INSTRUCTIONS FOR THE TASK.
Gather every line in the records below that contains the word "jacket". Case matters.

(Spatial annotation records)
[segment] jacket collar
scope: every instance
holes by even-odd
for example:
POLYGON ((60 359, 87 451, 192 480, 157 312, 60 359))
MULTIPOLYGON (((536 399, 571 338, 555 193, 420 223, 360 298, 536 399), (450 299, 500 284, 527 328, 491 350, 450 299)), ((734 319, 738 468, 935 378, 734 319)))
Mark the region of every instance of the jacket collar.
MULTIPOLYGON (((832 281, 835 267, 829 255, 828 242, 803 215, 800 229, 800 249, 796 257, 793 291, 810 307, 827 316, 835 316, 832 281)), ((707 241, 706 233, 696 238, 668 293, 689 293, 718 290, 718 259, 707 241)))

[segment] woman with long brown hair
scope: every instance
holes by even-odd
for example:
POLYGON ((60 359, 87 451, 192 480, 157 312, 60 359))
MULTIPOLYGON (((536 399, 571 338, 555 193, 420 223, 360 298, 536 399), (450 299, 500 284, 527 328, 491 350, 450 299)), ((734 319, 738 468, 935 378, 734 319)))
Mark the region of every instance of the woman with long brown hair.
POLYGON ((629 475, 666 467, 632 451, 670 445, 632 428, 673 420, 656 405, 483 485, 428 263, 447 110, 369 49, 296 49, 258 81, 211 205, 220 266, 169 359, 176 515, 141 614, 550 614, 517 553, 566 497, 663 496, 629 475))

WRITTEN ANSWER.
[segment] jacket collar
Mark the region of every instance of the jacket collar.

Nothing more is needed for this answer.